-- TASK BRIEF --
Copy out all the entries exactly.

Point annotation records
-- begin --
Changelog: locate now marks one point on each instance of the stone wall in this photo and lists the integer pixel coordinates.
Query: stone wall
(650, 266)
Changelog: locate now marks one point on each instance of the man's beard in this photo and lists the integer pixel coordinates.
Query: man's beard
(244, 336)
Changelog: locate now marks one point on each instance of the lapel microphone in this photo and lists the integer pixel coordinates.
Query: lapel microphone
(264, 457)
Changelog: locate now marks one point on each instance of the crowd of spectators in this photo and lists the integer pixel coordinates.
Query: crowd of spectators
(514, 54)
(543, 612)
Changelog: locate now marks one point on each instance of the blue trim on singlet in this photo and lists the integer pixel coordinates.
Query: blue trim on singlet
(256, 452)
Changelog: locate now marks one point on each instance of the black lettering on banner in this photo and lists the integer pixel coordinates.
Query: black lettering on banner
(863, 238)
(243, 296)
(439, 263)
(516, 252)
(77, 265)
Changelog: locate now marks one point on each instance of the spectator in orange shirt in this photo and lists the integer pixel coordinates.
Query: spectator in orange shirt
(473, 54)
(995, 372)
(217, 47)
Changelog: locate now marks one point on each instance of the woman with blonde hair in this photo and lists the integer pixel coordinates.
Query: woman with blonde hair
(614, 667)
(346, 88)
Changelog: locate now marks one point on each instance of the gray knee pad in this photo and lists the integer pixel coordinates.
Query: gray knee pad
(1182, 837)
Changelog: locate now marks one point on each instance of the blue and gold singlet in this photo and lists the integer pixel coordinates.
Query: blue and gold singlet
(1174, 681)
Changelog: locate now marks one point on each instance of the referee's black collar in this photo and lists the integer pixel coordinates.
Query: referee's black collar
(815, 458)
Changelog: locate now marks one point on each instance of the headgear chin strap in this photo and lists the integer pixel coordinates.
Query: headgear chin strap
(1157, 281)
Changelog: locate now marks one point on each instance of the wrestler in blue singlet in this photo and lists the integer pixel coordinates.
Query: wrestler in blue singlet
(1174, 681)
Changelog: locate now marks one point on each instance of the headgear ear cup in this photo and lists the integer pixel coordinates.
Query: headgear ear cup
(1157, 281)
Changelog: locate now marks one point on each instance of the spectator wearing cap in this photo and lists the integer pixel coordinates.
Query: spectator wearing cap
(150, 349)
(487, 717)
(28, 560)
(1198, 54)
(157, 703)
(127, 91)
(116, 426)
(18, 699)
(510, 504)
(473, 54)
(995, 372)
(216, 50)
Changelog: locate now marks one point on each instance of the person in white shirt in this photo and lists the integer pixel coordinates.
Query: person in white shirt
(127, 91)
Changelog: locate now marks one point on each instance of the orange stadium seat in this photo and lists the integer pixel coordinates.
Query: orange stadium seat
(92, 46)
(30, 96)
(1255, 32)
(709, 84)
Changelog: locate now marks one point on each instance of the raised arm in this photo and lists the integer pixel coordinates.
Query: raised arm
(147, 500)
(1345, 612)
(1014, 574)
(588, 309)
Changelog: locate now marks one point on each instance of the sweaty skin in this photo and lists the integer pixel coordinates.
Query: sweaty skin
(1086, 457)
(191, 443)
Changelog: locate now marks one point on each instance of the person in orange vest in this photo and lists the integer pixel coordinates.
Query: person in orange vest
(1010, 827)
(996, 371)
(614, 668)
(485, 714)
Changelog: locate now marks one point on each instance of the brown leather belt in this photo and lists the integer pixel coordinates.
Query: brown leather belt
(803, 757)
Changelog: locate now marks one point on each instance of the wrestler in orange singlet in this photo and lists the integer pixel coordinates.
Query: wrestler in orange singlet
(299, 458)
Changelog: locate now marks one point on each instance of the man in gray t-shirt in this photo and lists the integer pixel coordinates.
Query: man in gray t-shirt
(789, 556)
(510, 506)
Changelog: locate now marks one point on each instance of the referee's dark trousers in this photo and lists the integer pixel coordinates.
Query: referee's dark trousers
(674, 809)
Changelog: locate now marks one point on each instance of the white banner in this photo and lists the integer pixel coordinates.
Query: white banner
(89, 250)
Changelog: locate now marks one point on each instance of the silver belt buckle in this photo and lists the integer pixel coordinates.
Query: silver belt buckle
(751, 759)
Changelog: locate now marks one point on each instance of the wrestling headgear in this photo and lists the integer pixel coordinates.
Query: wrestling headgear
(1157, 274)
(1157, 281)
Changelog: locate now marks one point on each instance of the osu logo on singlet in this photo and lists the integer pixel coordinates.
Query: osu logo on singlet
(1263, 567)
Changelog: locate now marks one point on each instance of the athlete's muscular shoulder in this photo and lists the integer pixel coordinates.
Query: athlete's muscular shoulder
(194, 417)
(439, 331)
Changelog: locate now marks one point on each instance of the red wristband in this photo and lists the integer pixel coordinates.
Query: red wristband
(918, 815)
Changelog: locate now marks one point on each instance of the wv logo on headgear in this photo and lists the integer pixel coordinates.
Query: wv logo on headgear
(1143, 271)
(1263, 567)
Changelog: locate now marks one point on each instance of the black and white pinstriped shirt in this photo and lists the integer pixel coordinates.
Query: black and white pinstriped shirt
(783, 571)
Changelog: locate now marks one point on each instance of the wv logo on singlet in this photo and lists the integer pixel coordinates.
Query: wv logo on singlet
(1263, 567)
-- end --
-- CORRECT RESULT --
Changelog: locate now marks one point on each instance of the stone wall in this photo and lists the integer pixel coordinates.
Query: stone wall
(650, 266)
Changelog: locate now marks one point on each instance of the man's beard in this photo and lists the integer pixel coordinates.
Query: man's beard
(244, 336)
Changelog: locate now marks one point on each instance of the lapel microphone in this photo and lists the integer pixel coordinates.
Query: lapel microphone
(264, 457)
Changelog: locate now marks one point on each instance of the crowd of spectators in this photo and lists the integer pixel coordinates.
Query: crowd of spectators
(514, 54)
(543, 612)
Changelog: locate now marks one point on each instance of the blue trim on singlet in this photo and lists the integer pixel coordinates.
Query: blue trim on singlet
(256, 452)
Changelog: locate now marks one point on each instance of the black lettering on banner in this photo and lists the integer pixel coordinates.
Query: black lettering on banner
(863, 238)
(243, 296)
(439, 263)
(516, 252)
(77, 265)
Changelog: locate now marks one point on each instance of the spectator in orange shirt in this photo and lists the integer pixel coordinates.
Query: spectator in orange shirt
(473, 54)
(995, 372)
(217, 47)
Changelog: locate now marks one point on each instance of the woman with blonde hair in this photo and lists the integer pixel coordinates.
Query: woman with blonde hair
(614, 667)
(346, 88)
Changelog: locate now marks one point on each instance of the gray knee pad in this photo and lists the integer pixel coordinates.
Query: gray knee pad
(1182, 837)
Changelog: locate now marks one point on each instance of the blue and gold singlet in this photo and lists the integer pixel coordinates.
Query: blue and gold singlet
(1174, 681)
Changelog: locate now marks one point on each instance of the referee's black collar in this photo and lists the integer pixel coordinates.
Query: referee's black collar
(815, 458)
Changelog: locate now marks one point on each instance of the headgear chin strap in this photo and lists the integer pixel coordinates.
Query: headgear chin strap
(1157, 281)
Changelog: locate now marks one point on each instance of the wrestler in blue singlet in this photo and lists the integer pixel coordinates.
Query: wrestler in blue singlet
(1174, 681)
Changelog: locate now marks one point on each instance of the headgear ear cup in this photo and lists the integer pixel coordinates.
Query: headgear ear cup
(1157, 281)
Changelog: locate now marks one point on each instance of the spectator wearing cap in this photo and lists the integer pixel coordinates.
Query: spectator wearing cap
(150, 349)
(487, 717)
(28, 560)
(1198, 54)
(157, 703)
(127, 91)
(116, 426)
(18, 699)
(510, 504)
(473, 54)
(995, 372)
(216, 50)
Changelog: locate now marks one point on each instance of the person in white shirt in this photo and lists the integer pixel coordinates.
Query: person in white shirt
(127, 91)
Changelog: locate now marks one point on each instance of the orange stadium seat in this photo and lists the integer pixel coordinates.
Query: orange stadium seat
(92, 46)
(30, 96)
(1255, 32)
(709, 84)
Changelog: locate now marks one point on each instance of the raised arm in this photo and lists the integer pixel coordinates.
Query: raised arm
(147, 500)
(1345, 612)
(1014, 574)
(588, 309)
Changelog: locate now marks one point on each instance of the sweaty skin in this photo and lists the integer pixel coordinates.
Query: sweaty skin
(1086, 457)
(191, 443)
Changelog: locate now marks one point on each instance of the person in orange vest in this photo and lists the integer pixel coordinates.
Query: person in orange vest
(1010, 827)
(996, 371)
(614, 668)
(485, 714)
Changelog: locate now marks one point on each instance of the brown leather belt in this photo and lists the integer pixel coordinates.
Query: brown leather belt
(803, 757)
Changelog: locate now marks one point on each instance of the wrestler in orange singlet in this photo and lists the integer pixel coordinates.
Query: wrestler in orange singlet
(299, 458)
Changelog: locate now marks one point on each instance of the man in gray t-shirt in this photo and lists the integer pixel coordinates.
Query: man in gray t-shirt
(789, 556)
(510, 506)
Changelog: locate now marks one point on each instance of the referee's dark trousers in this photo and lists the integer pixel coordinates.
Query: referee's dark trousers
(674, 809)
Changelog: locate now marks one point on each instance of the white banner in this photo and lists the integer pixel coordinates.
Query: white banner
(89, 250)
Changelog: locate now marks one point on each instance of the silver belt buckle in this photo and lists the integer pixel coordinates.
Query: silver belt buckle
(751, 759)
Changelog: locate now marks one point on each instance of the wrestling headgear in this photo and lists the integer pixel coordinates.
Query: wrestling headgear
(1157, 274)
(1157, 281)
Changelog: locate now marks one point on each instance of the osu logo on singlet in this photo and lists the integer pixel coordinates.
Query: osu logo on singlet
(1263, 567)
Changelog: locate now marks one point on each instance of the athlete's muscular shoulder in this photo and lists the integer pixel coordinates.
Query: athlete's muscular shoulder
(194, 417)
(439, 331)
Changelog: locate now marks one point on each instance of the red wristband in this photo and lists the integer pixel coordinates.
Query: red wristband
(918, 815)
Changelog: locate now marks one point on each instance of the wv logo on headgear in this photo and lists the integer pixel coordinates.
Query: wv logo on headgear
(1143, 271)
(1263, 567)
Changelog: locate now marks one point on each instance of the black and white pinstriped shirt in this photo and lists the integer pixel coordinates.
Query: black and white pinstriped shirt
(783, 571)
Changelog: locate now marks one point on each instance of the wv logo on singlet in this photo and lists the integer pixel coordinates.
Query: wv logo on singlet
(1263, 567)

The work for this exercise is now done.